● **WORK TO DO**
Keep the pictures out and restate every record exactly.

● **GIVEN INFORMATION**
• • • • • • •

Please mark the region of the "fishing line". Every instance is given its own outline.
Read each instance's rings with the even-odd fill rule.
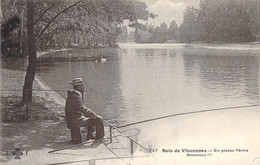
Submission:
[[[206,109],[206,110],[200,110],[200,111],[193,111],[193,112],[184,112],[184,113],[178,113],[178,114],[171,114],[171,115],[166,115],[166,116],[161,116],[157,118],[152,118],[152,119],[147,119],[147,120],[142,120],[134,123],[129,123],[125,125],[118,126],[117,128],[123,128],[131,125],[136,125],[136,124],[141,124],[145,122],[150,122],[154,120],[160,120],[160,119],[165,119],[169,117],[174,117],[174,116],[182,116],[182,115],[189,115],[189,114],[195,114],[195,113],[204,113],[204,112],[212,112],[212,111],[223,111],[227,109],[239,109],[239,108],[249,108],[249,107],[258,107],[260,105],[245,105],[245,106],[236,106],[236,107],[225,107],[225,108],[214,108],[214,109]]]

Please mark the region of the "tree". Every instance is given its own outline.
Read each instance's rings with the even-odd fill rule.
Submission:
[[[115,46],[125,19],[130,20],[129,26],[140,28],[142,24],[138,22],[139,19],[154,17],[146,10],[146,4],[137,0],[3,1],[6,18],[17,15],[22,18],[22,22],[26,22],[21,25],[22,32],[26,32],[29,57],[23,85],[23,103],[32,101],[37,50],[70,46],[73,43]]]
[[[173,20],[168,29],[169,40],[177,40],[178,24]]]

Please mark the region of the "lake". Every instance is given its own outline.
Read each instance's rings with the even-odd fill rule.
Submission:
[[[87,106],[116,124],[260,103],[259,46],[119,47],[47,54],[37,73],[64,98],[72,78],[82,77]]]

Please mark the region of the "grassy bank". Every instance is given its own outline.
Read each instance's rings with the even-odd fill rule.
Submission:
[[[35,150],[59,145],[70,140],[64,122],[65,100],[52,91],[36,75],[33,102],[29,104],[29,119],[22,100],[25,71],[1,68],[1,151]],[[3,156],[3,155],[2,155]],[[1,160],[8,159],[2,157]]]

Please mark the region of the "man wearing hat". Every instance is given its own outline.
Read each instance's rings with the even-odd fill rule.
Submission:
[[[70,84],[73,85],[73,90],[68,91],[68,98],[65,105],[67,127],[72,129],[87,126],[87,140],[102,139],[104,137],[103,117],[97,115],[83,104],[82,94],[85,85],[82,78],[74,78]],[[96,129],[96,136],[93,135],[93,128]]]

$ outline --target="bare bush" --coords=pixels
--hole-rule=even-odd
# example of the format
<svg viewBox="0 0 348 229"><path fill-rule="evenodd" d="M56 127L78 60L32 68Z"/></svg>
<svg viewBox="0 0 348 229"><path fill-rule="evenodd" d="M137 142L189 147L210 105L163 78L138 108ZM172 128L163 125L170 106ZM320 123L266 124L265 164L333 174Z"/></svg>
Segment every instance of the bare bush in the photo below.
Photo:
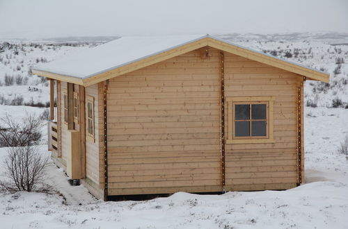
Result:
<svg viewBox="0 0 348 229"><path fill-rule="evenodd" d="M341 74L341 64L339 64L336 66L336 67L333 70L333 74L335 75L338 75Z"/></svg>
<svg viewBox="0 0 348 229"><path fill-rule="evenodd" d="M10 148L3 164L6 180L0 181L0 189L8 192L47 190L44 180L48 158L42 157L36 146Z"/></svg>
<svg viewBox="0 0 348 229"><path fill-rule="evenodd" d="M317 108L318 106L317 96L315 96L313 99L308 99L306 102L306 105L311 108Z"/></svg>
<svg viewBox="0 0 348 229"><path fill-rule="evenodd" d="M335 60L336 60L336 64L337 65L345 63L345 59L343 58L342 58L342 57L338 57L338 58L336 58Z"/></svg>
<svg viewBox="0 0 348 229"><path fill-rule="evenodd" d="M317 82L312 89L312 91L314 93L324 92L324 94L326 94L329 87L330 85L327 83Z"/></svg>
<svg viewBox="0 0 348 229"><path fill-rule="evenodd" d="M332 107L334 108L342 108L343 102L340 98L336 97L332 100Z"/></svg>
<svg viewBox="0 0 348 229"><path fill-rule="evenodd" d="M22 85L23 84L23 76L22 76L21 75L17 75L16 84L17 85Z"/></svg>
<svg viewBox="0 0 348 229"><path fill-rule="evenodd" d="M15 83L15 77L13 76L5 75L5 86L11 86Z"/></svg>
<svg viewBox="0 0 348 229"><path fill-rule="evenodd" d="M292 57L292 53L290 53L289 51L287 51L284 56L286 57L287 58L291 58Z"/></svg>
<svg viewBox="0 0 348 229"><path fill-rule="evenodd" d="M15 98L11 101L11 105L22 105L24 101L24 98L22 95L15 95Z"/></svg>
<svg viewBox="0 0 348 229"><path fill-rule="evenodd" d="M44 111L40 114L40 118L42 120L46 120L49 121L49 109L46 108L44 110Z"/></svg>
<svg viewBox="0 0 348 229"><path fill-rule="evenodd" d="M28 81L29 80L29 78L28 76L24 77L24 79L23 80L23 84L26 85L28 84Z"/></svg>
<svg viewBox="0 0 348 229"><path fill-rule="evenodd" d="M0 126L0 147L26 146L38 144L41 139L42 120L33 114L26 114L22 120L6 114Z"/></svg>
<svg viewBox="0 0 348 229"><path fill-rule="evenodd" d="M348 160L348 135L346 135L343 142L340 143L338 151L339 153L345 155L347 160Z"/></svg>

• • • • • • •

● **FINISHED EXERCISE**
Please mark the region of the "fishing line". Every instance is given its own outline.
Read each instance's rings with the even-odd fill rule.
Submission:
[[[206,109],[206,110],[200,110],[200,111],[193,111],[193,112],[184,112],[184,113],[178,113],[178,114],[171,114],[171,115],[166,115],[166,116],[161,116],[157,118],[152,118],[152,119],[147,119],[147,120],[142,120],[134,123],[129,123],[125,125],[118,126],[117,128],[123,128],[131,125],[136,125],[136,124],[141,124],[145,122],[150,122],[154,120],[160,120],[160,119],[165,119],[169,117],[174,117],[174,116],[182,116],[182,115],[189,115],[189,114],[195,114],[195,113],[204,113],[204,112],[212,112],[212,111],[223,111],[227,109],[239,109],[239,108],[249,108],[249,107],[258,107],[260,105],[245,105],[245,106],[236,106],[236,107],[225,107],[225,108],[214,108],[214,109]]]

Please mark the region of the "tree". Every instance is given its own outline.
Read each instance's rings with the even-odd fill rule.
Submission:
[[[115,46],[125,19],[130,20],[129,26],[140,28],[142,24],[138,22],[139,19],[154,17],[146,10],[146,4],[137,0],[3,1],[6,18],[17,15],[22,18],[22,22],[26,22],[21,25],[22,32],[26,32],[29,57],[23,85],[23,103],[32,101],[37,50],[70,46],[73,43]]]
[[[173,20],[168,29],[169,40],[177,40],[178,24]]]

Please mark the region of the "lake". Every instance is given its own outline.
Read each instance's rings with the even-odd fill rule.
Submission:
[[[87,106],[116,124],[260,103],[259,46],[119,47],[47,54],[37,73],[64,98],[72,78],[82,77]]]

Please mark the region of the "grassy bank". Every instance is given its own outline.
Read each instance's rings with the even-odd fill rule.
Submission:
[[[35,150],[59,145],[70,140],[64,122],[65,100],[52,91],[36,75],[33,102],[29,104],[29,119],[22,100],[25,71],[1,68],[1,151]],[[3,156],[3,155],[2,155]],[[1,160],[8,159],[2,157]]]

Please mark the region of the "man wearing hat". Every instance is given its own outline.
Read each instance's rings with the even-odd fill rule.
Submission:
[[[70,84],[73,85],[73,90],[68,91],[68,98],[65,105],[67,127],[72,129],[87,126],[87,140],[102,139],[104,137],[103,117],[97,115],[83,104],[82,94],[85,85],[82,78],[74,78]],[[96,129],[96,136],[93,135],[93,128]]]

$ outline --target="bare bush" --coords=pixels
--hole-rule=even-odd
# example of the format
<svg viewBox="0 0 348 229"><path fill-rule="evenodd" d="M56 127L78 60L32 68Z"/></svg>
<svg viewBox="0 0 348 229"><path fill-rule="evenodd" d="M137 142L189 147L210 105L163 78L138 108ZM172 128L163 125L170 106ZM320 123L266 124L265 164L333 174Z"/></svg>
Segment every instance of the bare bush in the photo below.
Photo:
Result:
<svg viewBox="0 0 348 229"><path fill-rule="evenodd" d="M341 74L341 64L339 64L336 66L336 67L333 70L333 74L335 75L338 75Z"/></svg>
<svg viewBox="0 0 348 229"><path fill-rule="evenodd" d="M10 148L3 164L6 180L0 181L0 189L8 192L47 190L44 180L48 158L42 157L36 146Z"/></svg>
<svg viewBox="0 0 348 229"><path fill-rule="evenodd" d="M317 108L318 106L317 96L315 96L313 99L308 99L306 102L306 105L311 108Z"/></svg>
<svg viewBox="0 0 348 229"><path fill-rule="evenodd" d="M335 60L336 60L336 64L337 65L345 63L345 59L343 58L342 58L342 57L338 57L338 58L336 58Z"/></svg>
<svg viewBox="0 0 348 229"><path fill-rule="evenodd" d="M317 82L312 89L312 91L314 93L324 92L324 94L326 94L329 87L330 85L327 83Z"/></svg>
<svg viewBox="0 0 348 229"><path fill-rule="evenodd" d="M332 107L334 108L342 108L343 102L340 98L336 97L332 100Z"/></svg>
<svg viewBox="0 0 348 229"><path fill-rule="evenodd" d="M22 85L23 84L23 76L22 76L21 75L17 75L16 84L17 85Z"/></svg>
<svg viewBox="0 0 348 229"><path fill-rule="evenodd" d="M15 83L15 77L13 76L5 75L5 86L11 86Z"/></svg>
<svg viewBox="0 0 348 229"><path fill-rule="evenodd" d="M292 57L292 53L290 53L289 51L287 51L284 56L286 57L287 58L291 58Z"/></svg>
<svg viewBox="0 0 348 229"><path fill-rule="evenodd" d="M15 98L11 101L11 105L22 105L24 101L24 98L22 95L15 95Z"/></svg>
<svg viewBox="0 0 348 229"><path fill-rule="evenodd" d="M44 111L40 114L40 118L42 120L46 120L49 121L49 109L46 108L44 110Z"/></svg>
<svg viewBox="0 0 348 229"><path fill-rule="evenodd" d="M28 81L29 80L29 78L28 76L24 77L24 79L23 80L23 84L26 85L28 84Z"/></svg>
<svg viewBox="0 0 348 229"><path fill-rule="evenodd" d="M0 126L0 147L26 146L38 144L41 139L42 120L33 114L26 114L22 120L6 114Z"/></svg>
<svg viewBox="0 0 348 229"><path fill-rule="evenodd" d="M348 160L348 135L346 135L343 142L340 143L338 151L339 153L345 155L347 160Z"/></svg>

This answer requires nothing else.